This is the basis of the code you'll work on through the remainder of the guide. What does it do? Much of it is the code you worked on last time, so let's focus on the additions.

To communicate with Internet resources, the modem needs to establish a data connection through the cellular network, and then an HTTP connection to the target server. Lastly, it creates and sends an HTTP request to that server, and reads back the response.

The function open_data_conn() handles the first part, by sending the AT command CNACT=0,1. The 0 is the 'Packet Data Protocol (PDP) context', essentially one of a number of IP channels the modem provides. The 1 is the instruction to enable the data connection.

When the data connection is up, the code calls start_session() to open an HTTP connection to a specific server, which is passed in as an argument. The server is set using AT+SHCONF="URL","<SERVER_DOMAIN>" and the connection then opened with AT+SHCONN.

Requests are made through the function issue_request(). It calls start_session() and then sets up the request: we build the header on the modem (and keep it for future use) and then send AT+SHREQ= with the path to a resource and the value 1 as parameters — the 1 indicates it is a GET request.

The response returned by the modem contains information about the data returned by the server, which is stored on the modem. The code uses this information to get the HTTP status code — to check the request was successful — and the response's length. If the latter is non-zero, the code sends AT+SHREAD= to retrieve that many bytes from the modem's cache. issue_request() extracts any JSON in the response and returns it.

All this is triggered by the receipt of an SMS command, GET, which causes the function process_command_get() to be called. This function calls open_data_conn() and then issue_request(). It parses the received data as JSON and displays the value of a certain field on the LED display using code you worked on in the previous tutorial.

(information)

Info

When the code runs, it turns off the Pico's built-in LED. The LED will flash rapidly five times if there was a problem booting the modem.

The LED is turned on when the device is attached to the network. If the LED is flashing slowly, that means it has not yet attached. Please be patient; it will attach shortly.


3. Set up a data source

3-set-up-a-data-source page anchor

Before you can run the code, you need to set up the data that will be retrieved. You're going to use Beeceptor(link takes you to an external page) as a proxy for the Internet resource your IoT device will be communicating with. In a real-world application, you would sign up to use a specific service and access that, but Beeceptor makes a very handy stand-in. Let's set it up to receive HTTP GET requests from the device.

  1. In a web browser tab, go to Beeceptor(link takes you to an external page) .

Task details | Continue the tutorial above on sending HTTP requests through the cellular modem, starting after its last step.

Saved entries |
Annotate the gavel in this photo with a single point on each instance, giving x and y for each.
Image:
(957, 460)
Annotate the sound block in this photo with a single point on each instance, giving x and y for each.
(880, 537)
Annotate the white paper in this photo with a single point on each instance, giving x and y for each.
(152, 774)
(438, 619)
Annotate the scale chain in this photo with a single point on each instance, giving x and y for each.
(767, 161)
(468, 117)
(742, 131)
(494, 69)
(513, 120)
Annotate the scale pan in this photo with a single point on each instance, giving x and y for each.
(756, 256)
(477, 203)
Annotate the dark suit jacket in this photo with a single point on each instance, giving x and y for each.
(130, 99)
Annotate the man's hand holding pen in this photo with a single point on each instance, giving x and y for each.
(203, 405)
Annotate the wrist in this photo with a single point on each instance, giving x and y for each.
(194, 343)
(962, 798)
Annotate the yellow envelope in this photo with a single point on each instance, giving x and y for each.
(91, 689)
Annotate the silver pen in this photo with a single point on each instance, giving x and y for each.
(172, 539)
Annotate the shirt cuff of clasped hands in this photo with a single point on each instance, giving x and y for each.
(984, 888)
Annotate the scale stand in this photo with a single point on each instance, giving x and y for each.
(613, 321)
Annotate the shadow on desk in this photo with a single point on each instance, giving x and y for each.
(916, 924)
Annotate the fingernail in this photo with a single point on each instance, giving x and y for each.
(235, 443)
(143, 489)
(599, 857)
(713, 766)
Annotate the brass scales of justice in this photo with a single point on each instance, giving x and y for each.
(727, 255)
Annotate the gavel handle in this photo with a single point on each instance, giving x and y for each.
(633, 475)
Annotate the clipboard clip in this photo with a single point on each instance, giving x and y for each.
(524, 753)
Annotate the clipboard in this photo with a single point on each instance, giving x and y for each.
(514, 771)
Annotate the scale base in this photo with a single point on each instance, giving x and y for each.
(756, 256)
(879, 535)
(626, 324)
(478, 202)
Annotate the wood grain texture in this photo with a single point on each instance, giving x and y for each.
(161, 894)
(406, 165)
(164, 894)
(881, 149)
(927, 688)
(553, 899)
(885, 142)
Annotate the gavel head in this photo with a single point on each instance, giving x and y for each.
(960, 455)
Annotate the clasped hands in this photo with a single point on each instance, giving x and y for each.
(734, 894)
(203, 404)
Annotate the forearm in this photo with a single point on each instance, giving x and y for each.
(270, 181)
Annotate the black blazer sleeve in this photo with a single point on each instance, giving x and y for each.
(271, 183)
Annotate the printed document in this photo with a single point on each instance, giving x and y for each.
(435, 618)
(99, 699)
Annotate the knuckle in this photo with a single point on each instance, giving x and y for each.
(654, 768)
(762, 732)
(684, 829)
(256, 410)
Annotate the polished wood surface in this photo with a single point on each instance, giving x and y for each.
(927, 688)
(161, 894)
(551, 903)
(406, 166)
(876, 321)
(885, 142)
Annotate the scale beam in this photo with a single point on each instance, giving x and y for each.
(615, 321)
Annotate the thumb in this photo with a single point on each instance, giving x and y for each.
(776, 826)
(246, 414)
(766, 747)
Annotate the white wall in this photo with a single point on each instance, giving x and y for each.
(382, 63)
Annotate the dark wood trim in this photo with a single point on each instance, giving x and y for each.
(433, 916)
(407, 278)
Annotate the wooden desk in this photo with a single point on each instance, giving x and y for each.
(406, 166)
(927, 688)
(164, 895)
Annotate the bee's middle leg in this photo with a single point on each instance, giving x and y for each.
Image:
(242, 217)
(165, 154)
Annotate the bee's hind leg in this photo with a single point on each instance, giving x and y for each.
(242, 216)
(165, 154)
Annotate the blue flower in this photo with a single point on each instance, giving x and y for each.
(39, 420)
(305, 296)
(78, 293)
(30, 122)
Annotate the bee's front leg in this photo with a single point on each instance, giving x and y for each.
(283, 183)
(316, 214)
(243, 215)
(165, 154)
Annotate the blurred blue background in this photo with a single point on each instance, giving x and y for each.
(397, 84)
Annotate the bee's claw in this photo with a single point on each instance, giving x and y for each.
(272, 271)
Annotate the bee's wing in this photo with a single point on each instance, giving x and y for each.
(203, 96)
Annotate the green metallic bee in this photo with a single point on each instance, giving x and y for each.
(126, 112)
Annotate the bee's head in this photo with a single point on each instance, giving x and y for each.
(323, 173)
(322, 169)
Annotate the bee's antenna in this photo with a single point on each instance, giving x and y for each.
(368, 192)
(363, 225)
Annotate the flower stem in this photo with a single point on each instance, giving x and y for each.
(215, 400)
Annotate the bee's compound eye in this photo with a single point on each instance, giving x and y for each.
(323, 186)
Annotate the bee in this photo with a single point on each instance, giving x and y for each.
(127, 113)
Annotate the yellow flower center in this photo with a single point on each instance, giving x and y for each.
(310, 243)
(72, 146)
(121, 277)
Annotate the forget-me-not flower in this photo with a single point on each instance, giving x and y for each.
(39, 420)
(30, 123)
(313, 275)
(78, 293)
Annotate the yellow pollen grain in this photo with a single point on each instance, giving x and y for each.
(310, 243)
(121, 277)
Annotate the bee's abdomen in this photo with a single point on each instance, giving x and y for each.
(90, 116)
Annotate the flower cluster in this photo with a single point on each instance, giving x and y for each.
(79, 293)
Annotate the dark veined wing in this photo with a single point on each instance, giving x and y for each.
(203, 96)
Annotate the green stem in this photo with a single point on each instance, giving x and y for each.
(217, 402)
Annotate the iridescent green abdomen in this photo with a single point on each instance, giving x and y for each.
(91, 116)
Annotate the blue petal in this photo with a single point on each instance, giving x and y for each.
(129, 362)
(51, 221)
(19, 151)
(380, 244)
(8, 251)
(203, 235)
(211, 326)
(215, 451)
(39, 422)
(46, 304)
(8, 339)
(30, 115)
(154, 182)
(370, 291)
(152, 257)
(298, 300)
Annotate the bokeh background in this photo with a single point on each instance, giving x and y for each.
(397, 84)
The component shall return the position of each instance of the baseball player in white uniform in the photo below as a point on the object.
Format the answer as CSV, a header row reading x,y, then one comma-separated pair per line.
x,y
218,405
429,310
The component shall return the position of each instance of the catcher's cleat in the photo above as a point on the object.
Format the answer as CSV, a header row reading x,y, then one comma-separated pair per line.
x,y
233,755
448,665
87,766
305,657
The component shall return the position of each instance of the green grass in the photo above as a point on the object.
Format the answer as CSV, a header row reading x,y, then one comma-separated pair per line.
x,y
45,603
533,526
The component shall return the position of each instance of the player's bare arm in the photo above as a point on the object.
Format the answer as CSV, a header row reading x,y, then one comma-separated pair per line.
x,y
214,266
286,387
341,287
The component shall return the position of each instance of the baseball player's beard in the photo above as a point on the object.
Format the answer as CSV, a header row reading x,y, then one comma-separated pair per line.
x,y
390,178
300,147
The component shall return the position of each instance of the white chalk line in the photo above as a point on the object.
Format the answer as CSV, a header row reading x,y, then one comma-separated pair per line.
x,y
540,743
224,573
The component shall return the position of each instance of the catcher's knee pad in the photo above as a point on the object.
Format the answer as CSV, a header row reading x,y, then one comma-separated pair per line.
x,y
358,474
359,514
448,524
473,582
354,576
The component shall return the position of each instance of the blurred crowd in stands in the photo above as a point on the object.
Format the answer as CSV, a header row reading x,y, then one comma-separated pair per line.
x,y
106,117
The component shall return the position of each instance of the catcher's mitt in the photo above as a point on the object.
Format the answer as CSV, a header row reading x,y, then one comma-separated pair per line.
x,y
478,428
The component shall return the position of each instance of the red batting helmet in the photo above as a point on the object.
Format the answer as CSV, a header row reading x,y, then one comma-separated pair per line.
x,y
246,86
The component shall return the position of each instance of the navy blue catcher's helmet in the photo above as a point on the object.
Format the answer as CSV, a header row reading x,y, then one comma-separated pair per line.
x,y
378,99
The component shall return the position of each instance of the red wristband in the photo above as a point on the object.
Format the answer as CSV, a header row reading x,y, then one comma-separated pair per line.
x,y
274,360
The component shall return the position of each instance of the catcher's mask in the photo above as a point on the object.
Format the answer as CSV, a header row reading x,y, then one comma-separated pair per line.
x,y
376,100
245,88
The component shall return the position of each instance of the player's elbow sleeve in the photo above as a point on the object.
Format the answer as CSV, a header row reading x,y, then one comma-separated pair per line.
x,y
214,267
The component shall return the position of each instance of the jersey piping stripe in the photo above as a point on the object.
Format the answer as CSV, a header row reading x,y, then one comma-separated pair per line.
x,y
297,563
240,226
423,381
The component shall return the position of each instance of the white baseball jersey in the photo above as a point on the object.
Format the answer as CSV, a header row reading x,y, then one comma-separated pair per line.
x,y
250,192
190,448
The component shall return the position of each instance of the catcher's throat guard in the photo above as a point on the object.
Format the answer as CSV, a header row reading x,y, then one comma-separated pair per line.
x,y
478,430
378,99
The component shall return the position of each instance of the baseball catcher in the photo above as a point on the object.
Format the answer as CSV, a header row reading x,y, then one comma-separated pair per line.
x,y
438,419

Written reply |
  2. Enter an endpoint name in the large text field and click Create Endpoint:

    Enter an endpoint name in the large text field.
  3. On the screen that appears next, click on the upper of the two clipboard icons to copy the endpoint URL:

    Copy the endpoint URL.
  4. Keep the tab open.
  5. Jump back to your text editor and locate the process_command_get() function in the Python code. Paste the endpoint URL you got from step 3, in place of YOUR_BEECEPTOR_URL .
  6. Save the file and then transfer it over to the Pico.
  7. Hop back to Beeceptor and click on Mocking Rules (0) in the page shown above and then click Create New Rule .
  8. In the third field, add api/v1/status right after the / that's already there.
  9. Under Response Body, paste the following JSON, your test API's sample output:

    { "userId":10,"status":1234,"title":"delectus aut autem","completed":false,"datapoints":[1,2,3,4,5,6,7,8,9,0] }
  10. The panel should look like this:

    The Beeceptor mocking rules panel.
  11. Click Save Rule and then close the Mocking Rules panel by clicking the X in the top right corner.
  12. Again, keep the tab open.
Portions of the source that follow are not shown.